**Source material:**
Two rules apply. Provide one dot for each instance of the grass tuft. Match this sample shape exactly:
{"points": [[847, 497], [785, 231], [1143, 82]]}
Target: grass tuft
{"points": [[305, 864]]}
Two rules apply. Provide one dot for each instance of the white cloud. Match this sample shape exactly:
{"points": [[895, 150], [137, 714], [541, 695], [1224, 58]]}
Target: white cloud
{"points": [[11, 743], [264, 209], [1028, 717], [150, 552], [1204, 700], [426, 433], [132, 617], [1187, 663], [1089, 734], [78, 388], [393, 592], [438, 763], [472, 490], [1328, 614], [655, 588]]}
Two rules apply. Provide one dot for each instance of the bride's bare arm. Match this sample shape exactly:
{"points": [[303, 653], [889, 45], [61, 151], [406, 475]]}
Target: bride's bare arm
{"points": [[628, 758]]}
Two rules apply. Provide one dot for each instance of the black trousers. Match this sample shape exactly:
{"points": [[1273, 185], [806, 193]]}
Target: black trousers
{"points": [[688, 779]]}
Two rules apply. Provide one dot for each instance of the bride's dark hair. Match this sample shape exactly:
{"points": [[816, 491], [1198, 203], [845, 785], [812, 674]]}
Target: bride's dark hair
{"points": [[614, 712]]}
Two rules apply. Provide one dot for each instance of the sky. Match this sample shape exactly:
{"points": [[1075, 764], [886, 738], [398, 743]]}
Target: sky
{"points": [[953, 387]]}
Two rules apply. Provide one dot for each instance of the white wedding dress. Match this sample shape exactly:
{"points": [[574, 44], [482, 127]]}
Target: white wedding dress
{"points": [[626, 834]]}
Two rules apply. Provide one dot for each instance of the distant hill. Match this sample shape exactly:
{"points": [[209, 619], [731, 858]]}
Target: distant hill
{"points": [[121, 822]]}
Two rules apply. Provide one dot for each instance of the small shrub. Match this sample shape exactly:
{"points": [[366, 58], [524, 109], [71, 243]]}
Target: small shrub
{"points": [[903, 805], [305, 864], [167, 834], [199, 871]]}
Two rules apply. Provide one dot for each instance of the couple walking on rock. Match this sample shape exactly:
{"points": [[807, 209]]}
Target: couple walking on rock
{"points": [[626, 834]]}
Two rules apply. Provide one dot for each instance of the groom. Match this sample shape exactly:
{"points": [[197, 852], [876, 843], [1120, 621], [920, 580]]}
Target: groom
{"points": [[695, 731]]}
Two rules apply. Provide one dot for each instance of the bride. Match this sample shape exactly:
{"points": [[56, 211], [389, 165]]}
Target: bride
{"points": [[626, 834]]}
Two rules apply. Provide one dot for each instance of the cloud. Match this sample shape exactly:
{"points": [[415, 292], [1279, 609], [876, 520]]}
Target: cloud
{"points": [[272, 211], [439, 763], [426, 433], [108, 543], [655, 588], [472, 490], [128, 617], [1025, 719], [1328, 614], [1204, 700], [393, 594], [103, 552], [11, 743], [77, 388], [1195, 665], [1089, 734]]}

**Problem requirements:** Take the line that contains "of the groom." and every line after it through the end of the listing above, and repeat them exactly.

**Reply:**
Two rules apply. Provide one dot for each instance of the groom. Match this sample shape exactly:
{"points": [[197, 852], [876, 843], [1120, 621], [920, 580]]}
Target: groom
{"points": [[695, 731]]}
Two rules apply. Provide one dot for each instance of the bride. Match this sample shape exactly:
{"points": [[56, 211], [389, 165]]}
Target: bride
{"points": [[626, 834]]}
Two rules apply. Provide one dot for each instance of the cloud. Match this sample shape exactly:
{"points": [[415, 292], [1279, 609], [876, 520]]}
Target: cloud
{"points": [[272, 211], [439, 763], [426, 433], [108, 543], [655, 588], [472, 490], [128, 617], [1025, 719], [1328, 614], [1204, 700], [393, 594], [103, 552], [11, 743], [77, 388], [1195, 665], [1089, 734]]}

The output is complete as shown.